# Text segment
IVF Selection is Mid
IVF embryo selection is having a moment. Companies like Orchid Health are pitching parents on the promise of optimizing their future kids for IQ, height, disease resistance, and other desirable phenotypes with celebs and politicians (quietly) leaning in. The tech is real and improving, but the actual upside and long-term vision is limited by some pretty basic math.
The ceiling on selection power is … low. There’s fundamental constraints on what you can do with \(N\) samples from a highly polygenic distribution.
Selection Power Grows Logarithmically
In a typical egg harvest, you get maybe 10-15 viable embryos if you’re lucky, rarely more than 50-100 even in aggressive scenarios.

# The data
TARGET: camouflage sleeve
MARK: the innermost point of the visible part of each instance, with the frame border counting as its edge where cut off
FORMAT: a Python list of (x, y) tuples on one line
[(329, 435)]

# Work order 1
According to the text on IVF selection, why is the ceiling on selection power low?
# Work order 2
In the IVF selection text, replace "celebs" with "celebrities" in the passage starting at "IVF Selection is" and ending at "highly polygenic distribution.".

# Output 1
Selection power is capped because there are fundamental constraints on what can be done with \(N\) samples from a highly polygenic distribution. In a typical egg harvest there are maybe 10-15 viable embryos, and rarely more than 50-100 even in aggressive scenarios.

# Output 2
IVF Selection is Mid
IVF embryo selection is having a moment. Companies like Orchid Health are pitching parents on the promise of optimizing their future kids for IQ, height, disease resistance, and other desirable phenotypes with celebrities and politicians (quietly) leaning in. The tech is real and improving, but the actual upside and long-term vision is limited by some pretty basic math.
The ceiling on selection power is … low. There’s fundamental constraints on what you can do with \(N\) samples from a highly polygenic distribution.